((

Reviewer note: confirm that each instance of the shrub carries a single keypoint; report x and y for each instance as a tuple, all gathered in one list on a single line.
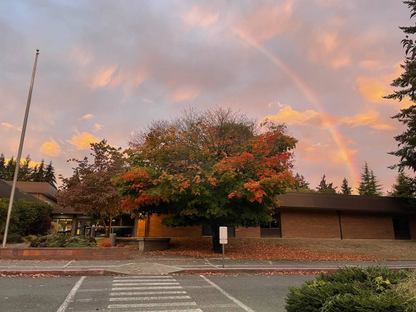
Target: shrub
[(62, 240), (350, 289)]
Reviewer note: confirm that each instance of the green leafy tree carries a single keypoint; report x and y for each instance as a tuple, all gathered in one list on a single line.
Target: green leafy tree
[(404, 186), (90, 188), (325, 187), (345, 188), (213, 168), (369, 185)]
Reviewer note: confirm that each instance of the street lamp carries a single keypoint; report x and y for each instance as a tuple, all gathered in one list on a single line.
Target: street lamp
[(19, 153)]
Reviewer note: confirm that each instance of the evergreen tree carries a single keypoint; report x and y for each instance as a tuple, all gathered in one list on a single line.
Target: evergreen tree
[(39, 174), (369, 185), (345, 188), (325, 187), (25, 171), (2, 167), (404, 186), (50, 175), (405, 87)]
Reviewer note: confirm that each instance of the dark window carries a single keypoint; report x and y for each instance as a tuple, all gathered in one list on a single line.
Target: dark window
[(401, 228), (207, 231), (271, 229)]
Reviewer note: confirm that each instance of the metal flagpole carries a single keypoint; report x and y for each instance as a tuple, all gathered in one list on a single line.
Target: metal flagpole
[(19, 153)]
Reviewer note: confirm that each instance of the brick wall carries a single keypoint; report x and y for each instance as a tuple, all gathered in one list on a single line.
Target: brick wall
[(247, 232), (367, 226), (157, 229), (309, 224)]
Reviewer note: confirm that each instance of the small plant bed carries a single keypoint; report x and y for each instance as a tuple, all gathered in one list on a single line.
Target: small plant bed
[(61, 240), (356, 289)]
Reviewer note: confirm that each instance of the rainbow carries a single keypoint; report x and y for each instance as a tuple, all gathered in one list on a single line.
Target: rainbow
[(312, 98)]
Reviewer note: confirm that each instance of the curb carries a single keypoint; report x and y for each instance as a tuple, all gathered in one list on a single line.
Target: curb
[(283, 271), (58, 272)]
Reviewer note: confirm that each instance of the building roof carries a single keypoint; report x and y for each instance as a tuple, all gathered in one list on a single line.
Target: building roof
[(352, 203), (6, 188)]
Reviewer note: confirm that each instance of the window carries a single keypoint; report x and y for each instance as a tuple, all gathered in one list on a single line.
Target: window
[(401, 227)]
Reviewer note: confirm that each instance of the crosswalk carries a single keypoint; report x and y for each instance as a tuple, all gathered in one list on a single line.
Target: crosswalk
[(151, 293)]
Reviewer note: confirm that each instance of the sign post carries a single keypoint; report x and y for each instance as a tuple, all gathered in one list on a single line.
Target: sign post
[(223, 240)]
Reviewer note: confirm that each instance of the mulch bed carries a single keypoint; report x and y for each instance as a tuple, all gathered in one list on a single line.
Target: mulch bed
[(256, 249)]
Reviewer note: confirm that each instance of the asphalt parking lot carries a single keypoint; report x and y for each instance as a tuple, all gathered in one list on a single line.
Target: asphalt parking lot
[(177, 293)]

))
((

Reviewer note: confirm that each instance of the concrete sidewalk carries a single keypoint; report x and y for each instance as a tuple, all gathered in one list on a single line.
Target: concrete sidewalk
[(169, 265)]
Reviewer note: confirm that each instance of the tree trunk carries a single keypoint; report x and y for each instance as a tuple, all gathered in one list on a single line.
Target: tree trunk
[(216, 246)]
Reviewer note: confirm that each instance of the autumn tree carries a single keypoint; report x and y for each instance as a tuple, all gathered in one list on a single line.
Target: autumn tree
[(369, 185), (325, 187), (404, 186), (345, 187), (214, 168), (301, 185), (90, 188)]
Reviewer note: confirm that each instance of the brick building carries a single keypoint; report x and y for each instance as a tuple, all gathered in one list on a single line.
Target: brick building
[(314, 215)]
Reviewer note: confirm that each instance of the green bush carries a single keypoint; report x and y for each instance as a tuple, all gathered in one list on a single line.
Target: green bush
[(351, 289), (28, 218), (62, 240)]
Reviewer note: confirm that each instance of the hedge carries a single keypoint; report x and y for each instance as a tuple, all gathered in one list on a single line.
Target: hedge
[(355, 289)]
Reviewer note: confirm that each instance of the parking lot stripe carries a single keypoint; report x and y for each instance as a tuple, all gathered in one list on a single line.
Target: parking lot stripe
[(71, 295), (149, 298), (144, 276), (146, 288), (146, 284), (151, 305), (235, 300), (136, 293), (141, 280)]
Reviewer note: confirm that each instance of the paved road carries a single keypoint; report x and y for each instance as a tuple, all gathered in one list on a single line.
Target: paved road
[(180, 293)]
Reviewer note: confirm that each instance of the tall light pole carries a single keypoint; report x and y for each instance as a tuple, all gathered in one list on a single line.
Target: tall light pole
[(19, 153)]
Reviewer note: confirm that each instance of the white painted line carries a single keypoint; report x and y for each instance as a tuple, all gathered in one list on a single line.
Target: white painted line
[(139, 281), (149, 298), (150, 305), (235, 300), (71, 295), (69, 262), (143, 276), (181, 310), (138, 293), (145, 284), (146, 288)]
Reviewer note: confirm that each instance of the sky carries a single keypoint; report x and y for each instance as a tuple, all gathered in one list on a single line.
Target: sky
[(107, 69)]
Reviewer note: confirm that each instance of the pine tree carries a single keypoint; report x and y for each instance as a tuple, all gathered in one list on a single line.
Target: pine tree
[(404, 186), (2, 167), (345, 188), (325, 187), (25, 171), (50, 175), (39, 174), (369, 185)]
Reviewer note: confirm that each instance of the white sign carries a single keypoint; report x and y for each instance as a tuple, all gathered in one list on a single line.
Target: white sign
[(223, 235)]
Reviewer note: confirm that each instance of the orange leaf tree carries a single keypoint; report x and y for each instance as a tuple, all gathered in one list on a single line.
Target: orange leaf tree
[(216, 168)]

))

WORK REQUIRED
The answer is the run of lines above from the line containing "Reviewer note: confirm that each instance of the evergreen" through the line containing "Reviewer note: confirm that each instance of the brick wall", copied exactly and alone.

EXPECTED OUTPUT
Reviewer note: confirm that each instance of the evergreen tree carries a single keypoint; report x and y for each instance as a tuple, all gathered in one list on a single line.
Target: evergreen tree
[(39, 174), (369, 185), (345, 188), (325, 187), (25, 171), (2, 167), (404, 186), (50, 175), (405, 87)]
Reviewer note: confirm that each instance of the dark window carries a single keypoint; report x and y for each instance as a tuple, all gathered in one list on a single line.
Target: dark window
[(401, 228), (207, 231), (271, 229)]
Reviewer note: confirm that each instance of the metal flagpole carries a single keypoint; report x and y for each instance as a tuple, all gathered in one list on a single line.
Target: metal flagpole
[(19, 153)]
Reviewer note: confirm that each instance of the brick wall carries a single keypoint; report x and y for each instance as a tuple, all gathered in one list on a single line.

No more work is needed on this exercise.